▶ Selected excerpt:
Breaking down data silos

Why do we need to connect data?

Data-based insights into patients' journeys from diagnosis to treatment and beyond helps us build a more complete picture of their experience, with the opportunity to identify factors that contribute to different outcomes.

Since cancer and other healthcare services are delivered in various locations and settings, health data is often collected in isolation, siloed in separate systems, and bound by governance complexities and other challenges, preventing its use for effective, scalable health services research.

Connecting healthcare data from primary care and hospitals is essential to understanding the factors that contribute to delayed cancer diagnosis and treatment, affecting patient outcomes and ongoing health issues.

When cancer patients are diagnosed and move from primary to hospital care, and back for post-treatment care, this can impact how their health issues are identified and solved.

Bringing together data sources can build a more complete picture of how and where patients access care, how they’re being diagnosed and their quality of life after treatment.

Addressing the healthcare research gap in Australia

There is significant evidence that health data usage is a major capability gap in Australian health and medical research.

Accessing and sharing health data, and promoting data-driven research, is a key priority for VCCC Alliance members. The alliance provides an ideal environment to enable access, linkage and analysis of health data from across Victoria for research purposes.

VCCC Alliance Data Connect enables more rapid translation of the latest advances in cancer research by increasing the amount, quality and impact of data-driven research focused on patient outcomes.

As types of health data continue to grow, it is imperative that barriers to access and use do not limit its utility for public benefit.

"By linking data that better reflects how patients experience care between different services, we can advocate for system-wide innovation and integration, reducing duplication of efforts and delivering care when and where it is needed most.”

Entries from a data source
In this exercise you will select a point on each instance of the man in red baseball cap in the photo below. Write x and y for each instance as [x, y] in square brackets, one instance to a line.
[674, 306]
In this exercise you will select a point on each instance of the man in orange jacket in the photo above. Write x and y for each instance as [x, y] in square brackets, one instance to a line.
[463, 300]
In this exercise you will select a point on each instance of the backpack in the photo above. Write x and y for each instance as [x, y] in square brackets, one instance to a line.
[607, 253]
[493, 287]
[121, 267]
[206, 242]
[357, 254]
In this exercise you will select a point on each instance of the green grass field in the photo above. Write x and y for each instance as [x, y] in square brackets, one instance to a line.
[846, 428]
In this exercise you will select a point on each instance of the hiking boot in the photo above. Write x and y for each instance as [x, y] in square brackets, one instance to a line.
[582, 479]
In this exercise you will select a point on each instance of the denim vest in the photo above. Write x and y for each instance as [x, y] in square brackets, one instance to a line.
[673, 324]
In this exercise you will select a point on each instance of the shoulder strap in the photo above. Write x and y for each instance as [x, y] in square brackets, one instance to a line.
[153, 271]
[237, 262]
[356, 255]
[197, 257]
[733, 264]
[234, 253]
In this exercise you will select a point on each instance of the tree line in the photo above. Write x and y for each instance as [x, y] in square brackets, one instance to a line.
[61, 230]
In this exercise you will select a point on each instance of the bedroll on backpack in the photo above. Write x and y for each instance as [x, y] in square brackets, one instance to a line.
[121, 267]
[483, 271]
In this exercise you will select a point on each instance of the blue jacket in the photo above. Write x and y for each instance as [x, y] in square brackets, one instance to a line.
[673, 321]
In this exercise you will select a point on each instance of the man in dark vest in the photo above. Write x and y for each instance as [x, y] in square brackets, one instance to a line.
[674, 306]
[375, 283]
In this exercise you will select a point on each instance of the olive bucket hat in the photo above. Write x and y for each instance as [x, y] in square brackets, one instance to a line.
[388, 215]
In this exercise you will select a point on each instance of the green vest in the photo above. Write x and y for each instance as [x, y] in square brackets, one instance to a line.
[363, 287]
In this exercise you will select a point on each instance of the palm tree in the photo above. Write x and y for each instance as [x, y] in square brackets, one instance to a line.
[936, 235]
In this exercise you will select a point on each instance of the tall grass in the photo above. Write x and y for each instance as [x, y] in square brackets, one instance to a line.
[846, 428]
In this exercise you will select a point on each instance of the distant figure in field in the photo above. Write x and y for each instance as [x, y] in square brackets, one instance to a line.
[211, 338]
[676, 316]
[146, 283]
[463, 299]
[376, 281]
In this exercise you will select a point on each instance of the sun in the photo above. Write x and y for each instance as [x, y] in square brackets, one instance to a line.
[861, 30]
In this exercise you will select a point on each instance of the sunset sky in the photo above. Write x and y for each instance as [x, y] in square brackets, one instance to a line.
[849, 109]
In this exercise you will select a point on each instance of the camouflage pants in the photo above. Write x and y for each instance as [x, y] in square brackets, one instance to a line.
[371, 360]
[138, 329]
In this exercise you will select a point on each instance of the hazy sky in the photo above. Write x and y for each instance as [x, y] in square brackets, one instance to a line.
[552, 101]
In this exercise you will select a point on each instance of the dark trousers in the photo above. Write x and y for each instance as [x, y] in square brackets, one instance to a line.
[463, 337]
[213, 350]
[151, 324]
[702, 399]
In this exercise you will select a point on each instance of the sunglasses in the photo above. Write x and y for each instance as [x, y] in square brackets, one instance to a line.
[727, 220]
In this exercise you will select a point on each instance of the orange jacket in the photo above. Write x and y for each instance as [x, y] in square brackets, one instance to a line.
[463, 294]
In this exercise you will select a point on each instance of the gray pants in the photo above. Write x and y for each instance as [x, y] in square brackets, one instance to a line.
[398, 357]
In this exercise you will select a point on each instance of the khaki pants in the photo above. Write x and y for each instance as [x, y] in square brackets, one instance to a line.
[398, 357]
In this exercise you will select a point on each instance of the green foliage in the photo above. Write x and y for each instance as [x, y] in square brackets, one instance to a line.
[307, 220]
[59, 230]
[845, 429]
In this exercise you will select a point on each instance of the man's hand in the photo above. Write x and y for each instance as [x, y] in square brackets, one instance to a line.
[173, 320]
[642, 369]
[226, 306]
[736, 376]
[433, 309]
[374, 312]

▶ Your objective:
Answer these questions from the text on breaking down data silos.
1. Healthcare data from which two settings does it call essential to connect?
2. What does it name as a major capability gap in Australian health and medical research?
3. What three things about data-driven research does VCCC Alliance Data Connect increase?
These entries are separate material and have no connection to the text on breaking down data silos.

▶ Response area:
1. Primary care and hospitals.
2. Health data usage.
3. Its amount, quality and impact.